▸ **PROBLEMS**:
[a] According to the article on the Alaska election ballot initiative, on what date will the two sides argue before the Alaska Supreme Court?
[b] Continue the article on the Alaska election ballot initiative from the point where it stops.

Two sides will line up before the Alaska Supreme Court on Feb. 19 to argue if a ballot initiative that would completely remake Alaska elections meets legal criteria.
On the one side, the State of Alaska Division of Elections will argue that there are three parts to the initiative, and that makes it in violation of the single subject rule.
Alaskans for Better Elections, sponsored by a liberal Outside group using frontman former Rep. Jason Grenn as its local face, wants to create ranked voting and dismantle the party walls of primaries, to have open primaries where the top four vote-getters advance to the general election, regardless of their party, as they do in California. The system would allow Democrats to vote in the Republican primary, and vice-versa.
The third item on the initiative relates to campaigns, and would prohibit certain kinds of campaign contributions.
The Division of Elections says that is three items for an initiative and the law limits it to one.
Alaskans for Better Elections will be in court with their lead lawyers Scott Kendall, former chief of staff to Gov. Bill Walker, and Jahna Lindemuth, former attorney general for Walker, arguing that it’s just one thing on the ballot, not three.
[Read: Log-rolling is an issue with Alaskans for Better Elections]
Kendall and Lindemuth are the same lawyers litigating to recall Gov. Mike Dunleavy. Kendall was also the campaign manager for Sen. Lisa Murkowski’s last run for office. He would have observed that in rural Alaska, some voters would want to vote the Republican ballot in order to support Murkowski in the primary, but vote a Democrat-everybody-else ballot to get their Democrats into legislative seats. In a closed primary, people vote one ballot or the other.
Ann Brown, vice chair of the Alaska Republican Party, says the initiative, if passed, would destroy the integrity of Alaska’s elections.
In a ranked-choice election, voters “rank” their choice of candidates for a given office. Candidates getting more than 50% of the vote in the first round of counting would win office immediately. But if no candidate wins an outright majority, then some clever calculating is done, until one candidate exceeds the 50 percent threshold.

▸ **COLLECTED MATERIAL**:
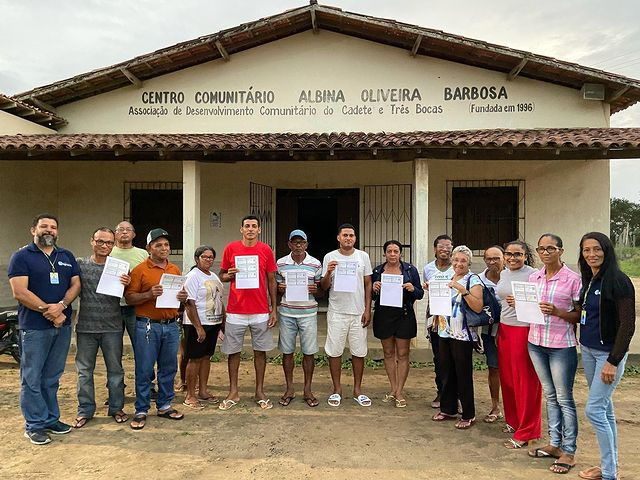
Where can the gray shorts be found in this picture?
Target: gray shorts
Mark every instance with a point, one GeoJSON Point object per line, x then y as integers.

▸ **RESULTS OF THE TASKS**:
[a] Feb. 19

[b]
The goal of Alaskans for Better Elections is to flip Alaska to a Democrat state. Outside groups are targeting Alaska because of its weak voter initiative laws — all kinds of things can get on the ballot in Alaska, if there are enough signatures gathered.
[Read: Outside dough spilled to screw up Alaska elections]
Ranked choice voting has been implemented in Maine, while the open primary — also called a jungle primary — operates in California and locks Republicans out of elected office.
Democrats in Iowa used ranked voting during their presidential caucus this month, with disastrous results that left many participants losing confidence in the fairness or transparency of the process.
Ranked-choice voting enables candidates with limited voter support to win elections, Ann Brown wrote in an op-ed in December.
“Maybe Mr. Grenn believes he could have defeated Rep. Rasmussen in 2018, even without support from his constituents, under this system. All Mr. Grenn would have had to do to continue to be considered is not be the candidate with the lowest votes received; he could have persisted in the race long after his expiration date,” she wrote.
“Consider this – a 2015 study of four local elections in Washington and California using ranked-choice ballots found that the winner in all four elections never received a majority of the votes. This is because voters usually do not rank all possible candidates. For the sake of expediency and their own sanity, voters typically only list their top two or three candidates. If those candidates are eliminated, then so are the votes of these individuals. Under a ranked-choice system, ballots that do not include the ultimate victors are summarily cast aside. While this creates the appearance of a majority of votes in favor of the winner, it obscures actual voter choices; it’s a system that fundamentally disenfranchises voters,” Brown argued.
In 2018, a conservative House member lost the election despite having won the most votes in the initial count. The Maine Secretary of State threw out more than 14,000 ballots that had not chosen a second, third, or fourth candidate, and the win went to the liberal on the ballot.
This meant that those who didn’t bother to rank other candidates had their ballots counted just once, but those who ranked candidates had their ballots counted up to three times.
In Maine, Rep. Bruce Poliquin, a Republican who received a plurality of first round votes, was unseated by Democrat Jared Golden due to the ranked choice distribution and the tossed ballots.
“One can see why progressives are so excited about this proposal. It reeks of elitism and is engineered to pad the fortunes of liberal candidates. Alaskan voters, don’t let yourselves be taken in. If this initiative reaches your ballot next year, vote it down,” Brown wrote.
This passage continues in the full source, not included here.